The Madrid Museum contains a sixteenth-century cross of repousse iron, in the Greek form, and which is certainly of Spanish make. According to Villa-amil, it formerly had a gilded border and was painted black, which leads this writer to suppose that it was used at funerals. Iron crosses may be seen occasionally on churches and on other public buildings, and Stirling has inserted cuts of several in his Annals of the Artists of Spain. Crosses of large size were sometimes planted on the highway. Such was the elaborate but ugly iron cross, measuring three yards in height, made by Sebastian Conde in 1692 for the Plazuela de la Cerrajeria in Seville, and now preserved in her Museum.

The iron balustrade or verja of the marble tomb of Cardinal Cisneros is finely wrought in Plateresque-Renaissance, with elaborate designs of gryphons, foliage, urns, birds, masks, sheep's heads, swans, coats of arms, dolphins, and other ornament in great profusion. The craftsman was Nicolas de Vergara the elder. Lesser in size, though not less striking in its execution, is the railing, by Francisco de Villalpando, which surrounds the Altar de Prima in the choir of Toledo Cathedral.

1 Serrano Fatigati, in the Boletin de la Sociedad Espanola de Excursiones.

Ceremonial Maces And Lantern

Ceremonial Maces And Lantern (15th Century)

"Iron pulpits," says Riano, "have been made in Spain with great success." He mentions five: two in Avila Cathedral (Plate xxii.); two at Seville; and one at the church of San Gil at Burgos. The latter is described by Street, who says: "It is of very late date, end of the fifteenth century, but I think it quite worthy of illustration. The support is of iron, resting on stone, and the staircase modern. The framework at the angles, top and bottom, is of wood, upon which the ironwork is laid. The traceries are cut out of two plates of iron, laid one over the other, and the iron-work is in part gilded, but I do not think that this is original. The canopy is of the same age and character, and the whole effect is very rich at the same time that it is very novel. I saw other pulpits, but none so old as this."

The iron pulpits of Salamanca, "covered with bas - reliefs representing the Evangelists and subjects taken from the Acts of the Apostles and the apocalypse," were made at the same time as the reja by Fray Francisco de Zalamea or Salamanca, Fray Juan, and other artists. The two at Avila are stationed one on either side of the Capilla Mayor, and are of gilded iron, hexagonal in form, and measuring about ten feet in height. Gryphons or other beasts support the pulpit on its stem or column. The body of each pulpit bears the arms of the cathedral, namely, the Agnus Dei, a lion, and a castle - the whole surmounted by a crown - and is divided lengthways by a central band into a double tier, closed by a richly decorated cornice at the upper and the lower border. Otherwise the pulpits are quite dissimilar. In one the decorative scheme is almost purely geometrical, while in the other it consists of foliage, birds and beasts, and niches containing statuettes of saints. The stair-railings are modern; but the primitive carving still adorns the end of every step.1

We do not know who was the maker of these pulpits. Some believe him to have been a certain Juan Frances, to whom our notice will again be called as figuring among the earliest masters of this eminently Spanish craft, and who, on strongish evidence, is thought to be the author of the rejas in the same cathedral which enclose the choir, and the front and sides of the Capilla Mayor. This is the only reason for supposing him to have made the pulpits also. One of these, however, is in the Flamboyant, and the other in the Renaissance style; so it may well be doubted whether both were produced by the same hand, or even at exactly the same period.1

1 For a detailed account of these pulpits see Villa-amil y Castro's article in the Museo Espanol de Antiguedades.

▸ EXERCISE TASKS:
(1) List each person the passage on Spanish ironwork names as the maker of a particular piece. Leave out anyone whose authorship it presents only as a belief or supposition.
(2) Summarize the passage on Spanish ironwork in two sentences.

(Stored items)
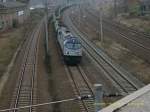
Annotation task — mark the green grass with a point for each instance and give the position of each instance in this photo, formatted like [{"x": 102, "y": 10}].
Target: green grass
[
  {"x": 7, "y": 50},
  {"x": 10, "y": 41}
]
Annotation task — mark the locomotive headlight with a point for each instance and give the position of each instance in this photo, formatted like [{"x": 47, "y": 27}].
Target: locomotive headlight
[{"x": 67, "y": 52}]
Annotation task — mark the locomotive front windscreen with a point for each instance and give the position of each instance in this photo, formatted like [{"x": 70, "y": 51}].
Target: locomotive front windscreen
[{"x": 73, "y": 44}]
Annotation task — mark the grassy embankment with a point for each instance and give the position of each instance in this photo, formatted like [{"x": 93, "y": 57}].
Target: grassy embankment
[{"x": 10, "y": 40}]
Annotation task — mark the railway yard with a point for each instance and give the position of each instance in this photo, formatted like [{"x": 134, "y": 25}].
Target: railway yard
[{"x": 119, "y": 61}]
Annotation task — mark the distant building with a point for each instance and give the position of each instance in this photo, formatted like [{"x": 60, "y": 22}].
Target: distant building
[{"x": 12, "y": 13}]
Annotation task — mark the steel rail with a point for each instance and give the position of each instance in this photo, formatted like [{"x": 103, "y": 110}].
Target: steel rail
[{"x": 106, "y": 61}]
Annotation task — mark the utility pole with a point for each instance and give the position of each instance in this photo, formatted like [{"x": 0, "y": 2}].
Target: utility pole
[
  {"x": 115, "y": 8},
  {"x": 101, "y": 23}
]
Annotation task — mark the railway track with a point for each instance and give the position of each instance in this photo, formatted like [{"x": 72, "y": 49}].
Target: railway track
[
  {"x": 25, "y": 91},
  {"x": 81, "y": 87},
  {"x": 141, "y": 38},
  {"x": 137, "y": 42},
  {"x": 125, "y": 83}
]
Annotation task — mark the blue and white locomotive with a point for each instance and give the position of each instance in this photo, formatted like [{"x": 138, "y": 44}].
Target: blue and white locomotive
[{"x": 70, "y": 45}]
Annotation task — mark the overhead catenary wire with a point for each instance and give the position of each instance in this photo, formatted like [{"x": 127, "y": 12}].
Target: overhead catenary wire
[{"x": 49, "y": 103}]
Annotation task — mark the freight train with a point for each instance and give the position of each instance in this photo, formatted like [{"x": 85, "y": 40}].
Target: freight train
[{"x": 70, "y": 45}]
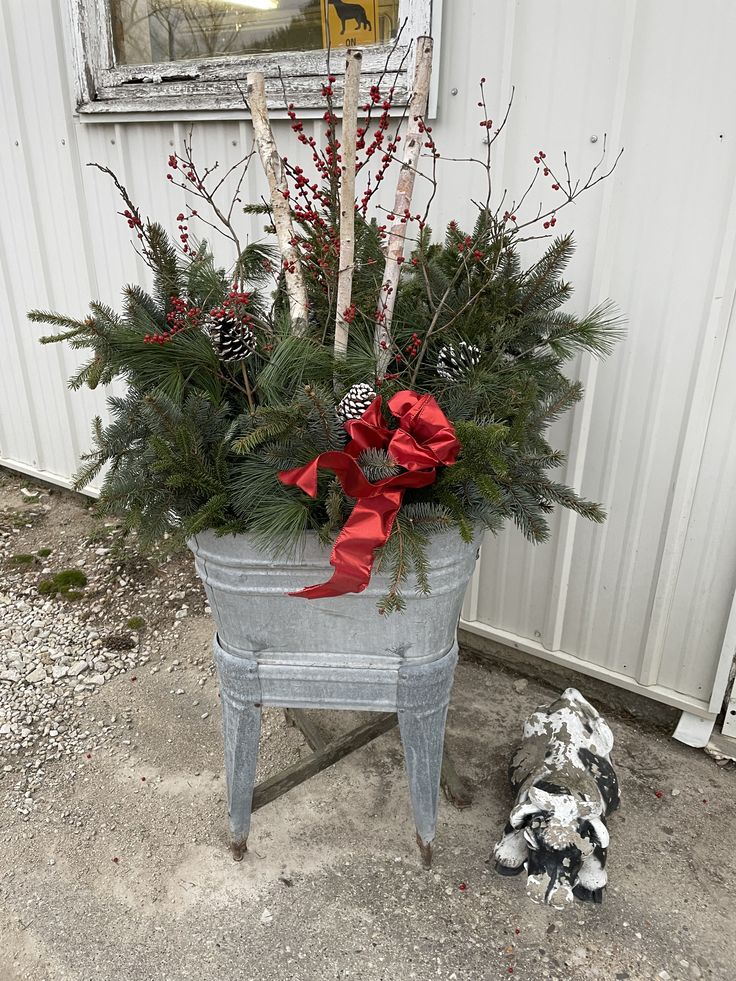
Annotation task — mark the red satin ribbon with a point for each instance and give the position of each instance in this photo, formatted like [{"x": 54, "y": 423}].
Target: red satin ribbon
[{"x": 424, "y": 440}]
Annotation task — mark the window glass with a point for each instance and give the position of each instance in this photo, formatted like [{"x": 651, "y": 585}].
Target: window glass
[{"x": 152, "y": 31}]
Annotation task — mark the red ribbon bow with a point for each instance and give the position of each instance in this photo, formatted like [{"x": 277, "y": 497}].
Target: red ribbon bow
[{"x": 424, "y": 440}]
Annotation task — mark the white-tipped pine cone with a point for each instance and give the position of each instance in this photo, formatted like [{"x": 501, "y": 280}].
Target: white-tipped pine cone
[
  {"x": 355, "y": 401},
  {"x": 455, "y": 363},
  {"x": 231, "y": 338}
]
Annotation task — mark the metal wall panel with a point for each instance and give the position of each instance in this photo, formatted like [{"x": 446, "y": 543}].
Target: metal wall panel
[{"x": 644, "y": 600}]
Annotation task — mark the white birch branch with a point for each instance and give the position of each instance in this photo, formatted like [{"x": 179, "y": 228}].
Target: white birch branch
[
  {"x": 274, "y": 169},
  {"x": 413, "y": 142},
  {"x": 353, "y": 64}
]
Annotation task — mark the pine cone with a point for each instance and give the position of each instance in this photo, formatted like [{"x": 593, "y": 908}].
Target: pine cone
[
  {"x": 455, "y": 364},
  {"x": 355, "y": 402},
  {"x": 231, "y": 339}
]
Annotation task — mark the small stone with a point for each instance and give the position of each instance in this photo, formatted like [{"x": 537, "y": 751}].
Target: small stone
[{"x": 38, "y": 674}]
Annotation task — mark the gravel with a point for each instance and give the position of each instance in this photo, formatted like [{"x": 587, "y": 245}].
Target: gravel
[{"x": 56, "y": 654}]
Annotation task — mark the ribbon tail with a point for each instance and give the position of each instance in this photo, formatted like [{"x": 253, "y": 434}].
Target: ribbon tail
[{"x": 367, "y": 528}]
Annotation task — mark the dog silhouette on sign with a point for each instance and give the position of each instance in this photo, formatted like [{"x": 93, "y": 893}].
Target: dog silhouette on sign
[{"x": 351, "y": 11}]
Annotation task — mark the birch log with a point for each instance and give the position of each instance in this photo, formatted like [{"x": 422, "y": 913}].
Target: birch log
[
  {"x": 278, "y": 188},
  {"x": 347, "y": 200},
  {"x": 413, "y": 141}
]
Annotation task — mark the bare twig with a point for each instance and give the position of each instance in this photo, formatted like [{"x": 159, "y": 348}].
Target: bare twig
[
  {"x": 353, "y": 64},
  {"x": 273, "y": 167},
  {"x": 402, "y": 203}
]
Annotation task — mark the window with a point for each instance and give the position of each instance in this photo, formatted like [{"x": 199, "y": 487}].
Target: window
[{"x": 153, "y": 55}]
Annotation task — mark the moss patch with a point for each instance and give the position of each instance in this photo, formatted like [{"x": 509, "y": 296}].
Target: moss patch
[{"x": 67, "y": 582}]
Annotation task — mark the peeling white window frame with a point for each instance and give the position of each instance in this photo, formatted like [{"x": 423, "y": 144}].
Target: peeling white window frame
[{"x": 104, "y": 89}]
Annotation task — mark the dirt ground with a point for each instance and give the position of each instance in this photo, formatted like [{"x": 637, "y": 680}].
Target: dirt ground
[{"x": 119, "y": 870}]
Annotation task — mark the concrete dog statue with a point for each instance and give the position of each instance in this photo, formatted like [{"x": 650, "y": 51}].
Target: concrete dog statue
[{"x": 565, "y": 787}]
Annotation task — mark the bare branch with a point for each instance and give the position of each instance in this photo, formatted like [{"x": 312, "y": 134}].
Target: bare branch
[
  {"x": 273, "y": 167},
  {"x": 353, "y": 65},
  {"x": 402, "y": 203}
]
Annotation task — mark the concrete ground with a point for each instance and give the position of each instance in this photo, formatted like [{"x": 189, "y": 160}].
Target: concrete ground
[{"x": 120, "y": 871}]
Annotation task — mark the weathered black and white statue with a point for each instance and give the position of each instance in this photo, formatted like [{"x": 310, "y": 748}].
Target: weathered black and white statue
[{"x": 565, "y": 787}]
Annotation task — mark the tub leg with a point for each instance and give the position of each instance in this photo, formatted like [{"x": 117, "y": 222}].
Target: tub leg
[
  {"x": 241, "y": 719},
  {"x": 422, "y": 699}
]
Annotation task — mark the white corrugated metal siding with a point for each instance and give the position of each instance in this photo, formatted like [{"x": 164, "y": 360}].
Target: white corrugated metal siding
[{"x": 644, "y": 600}]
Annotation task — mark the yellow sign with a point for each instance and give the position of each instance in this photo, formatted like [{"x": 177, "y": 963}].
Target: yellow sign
[{"x": 349, "y": 25}]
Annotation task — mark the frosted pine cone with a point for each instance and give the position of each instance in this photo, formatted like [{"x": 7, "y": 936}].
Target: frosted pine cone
[
  {"x": 454, "y": 364},
  {"x": 355, "y": 401},
  {"x": 231, "y": 338}
]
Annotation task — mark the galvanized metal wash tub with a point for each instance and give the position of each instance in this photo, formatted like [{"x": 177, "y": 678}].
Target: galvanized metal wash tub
[{"x": 336, "y": 653}]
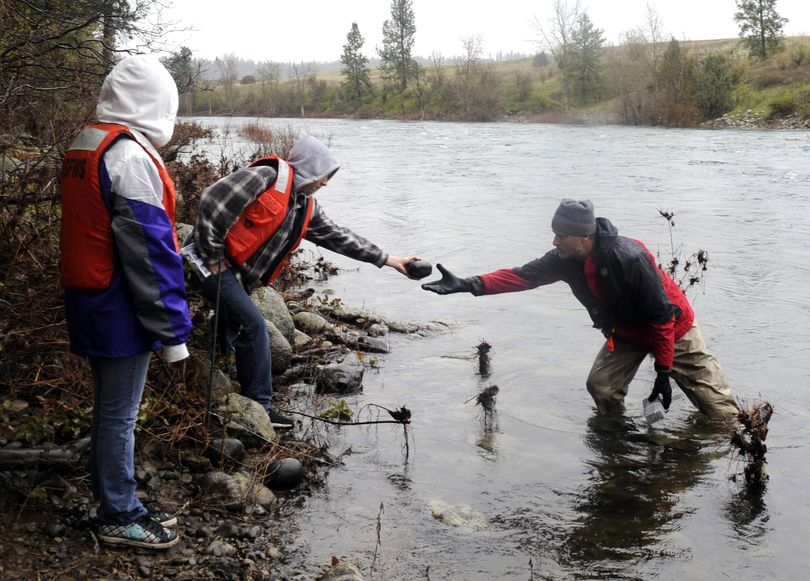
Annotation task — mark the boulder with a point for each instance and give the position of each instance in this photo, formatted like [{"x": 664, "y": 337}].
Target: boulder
[
  {"x": 344, "y": 377},
  {"x": 280, "y": 349},
  {"x": 247, "y": 420},
  {"x": 236, "y": 490},
  {"x": 274, "y": 309},
  {"x": 341, "y": 571},
  {"x": 312, "y": 323}
]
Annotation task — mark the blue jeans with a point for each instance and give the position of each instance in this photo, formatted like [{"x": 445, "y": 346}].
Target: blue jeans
[
  {"x": 246, "y": 333},
  {"x": 119, "y": 387}
]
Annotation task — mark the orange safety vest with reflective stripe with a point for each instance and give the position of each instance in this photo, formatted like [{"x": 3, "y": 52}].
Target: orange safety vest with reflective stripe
[
  {"x": 262, "y": 218},
  {"x": 88, "y": 256}
]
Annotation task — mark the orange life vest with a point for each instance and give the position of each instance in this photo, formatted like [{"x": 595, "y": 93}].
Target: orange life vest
[
  {"x": 262, "y": 219},
  {"x": 88, "y": 255}
]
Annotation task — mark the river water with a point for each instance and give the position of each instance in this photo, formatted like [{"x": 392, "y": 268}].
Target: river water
[{"x": 545, "y": 488}]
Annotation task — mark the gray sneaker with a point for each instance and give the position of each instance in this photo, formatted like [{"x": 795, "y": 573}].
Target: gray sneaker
[
  {"x": 144, "y": 532},
  {"x": 166, "y": 519}
]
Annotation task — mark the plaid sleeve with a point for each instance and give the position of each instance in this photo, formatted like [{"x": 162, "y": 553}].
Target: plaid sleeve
[
  {"x": 222, "y": 203},
  {"x": 324, "y": 232}
]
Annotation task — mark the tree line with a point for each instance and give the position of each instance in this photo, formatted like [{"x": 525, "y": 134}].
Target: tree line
[{"x": 648, "y": 78}]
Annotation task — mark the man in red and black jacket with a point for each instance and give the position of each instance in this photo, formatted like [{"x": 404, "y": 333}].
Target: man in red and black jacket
[{"x": 637, "y": 306}]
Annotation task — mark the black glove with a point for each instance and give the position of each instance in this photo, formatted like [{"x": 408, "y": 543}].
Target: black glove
[
  {"x": 448, "y": 284},
  {"x": 662, "y": 388}
]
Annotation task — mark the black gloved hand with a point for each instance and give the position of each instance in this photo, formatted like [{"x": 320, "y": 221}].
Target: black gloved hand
[
  {"x": 662, "y": 388},
  {"x": 448, "y": 284}
]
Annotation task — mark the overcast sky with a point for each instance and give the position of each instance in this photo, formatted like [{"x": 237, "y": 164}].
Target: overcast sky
[{"x": 315, "y": 30}]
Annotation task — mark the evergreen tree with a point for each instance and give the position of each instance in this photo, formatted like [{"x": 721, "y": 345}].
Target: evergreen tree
[
  {"x": 676, "y": 104},
  {"x": 582, "y": 68},
  {"x": 356, "y": 81},
  {"x": 398, "y": 66},
  {"x": 715, "y": 80},
  {"x": 760, "y": 26}
]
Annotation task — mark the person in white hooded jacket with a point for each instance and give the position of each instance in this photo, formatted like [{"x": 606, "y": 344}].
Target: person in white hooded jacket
[
  {"x": 270, "y": 205},
  {"x": 123, "y": 279}
]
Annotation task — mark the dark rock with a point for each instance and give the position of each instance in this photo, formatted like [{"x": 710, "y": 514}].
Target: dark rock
[
  {"x": 226, "y": 449},
  {"x": 285, "y": 474},
  {"x": 345, "y": 377},
  {"x": 419, "y": 269}
]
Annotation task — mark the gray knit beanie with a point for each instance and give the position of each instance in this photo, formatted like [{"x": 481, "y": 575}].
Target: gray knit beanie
[{"x": 574, "y": 217}]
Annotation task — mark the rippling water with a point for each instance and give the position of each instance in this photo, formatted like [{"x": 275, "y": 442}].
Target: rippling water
[{"x": 548, "y": 489}]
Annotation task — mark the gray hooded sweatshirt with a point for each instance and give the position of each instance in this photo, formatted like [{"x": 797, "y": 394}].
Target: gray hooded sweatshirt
[{"x": 222, "y": 203}]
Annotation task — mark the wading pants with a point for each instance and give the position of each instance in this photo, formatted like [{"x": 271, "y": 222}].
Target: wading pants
[
  {"x": 696, "y": 371},
  {"x": 119, "y": 387}
]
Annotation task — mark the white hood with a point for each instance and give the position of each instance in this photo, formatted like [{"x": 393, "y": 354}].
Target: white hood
[{"x": 140, "y": 93}]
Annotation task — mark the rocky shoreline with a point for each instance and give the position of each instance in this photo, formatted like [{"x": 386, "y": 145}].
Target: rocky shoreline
[
  {"x": 235, "y": 489},
  {"x": 752, "y": 119}
]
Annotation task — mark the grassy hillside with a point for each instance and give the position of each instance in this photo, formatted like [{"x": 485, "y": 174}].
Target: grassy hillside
[{"x": 630, "y": 77}]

▸ SOLUTIONS TO THE EXERCISE:
(1)
- Sebastian Conde
- Nicolas de Vergara the elder
- Francisco de Villalpando
- Fray Francisco de Zalamea or Salamanca
- Fray Juan

(2) The passage describes notable Spanish ironwork, including iron crosses such as a sixteenth-century one in the Madrid Museum, the balustrade of Cardinal Cisneros's tomb by Nicolas de Vergara the elder, and a railing by Francisco de Villalpando in Toledo Cathedral. It then turns to iron pulpits at Burgos, Salamanca, and Avila, describing the two quite dissimilar Avila pulpits in detail and noting that their maker is unknown, though some credit Juan Frances.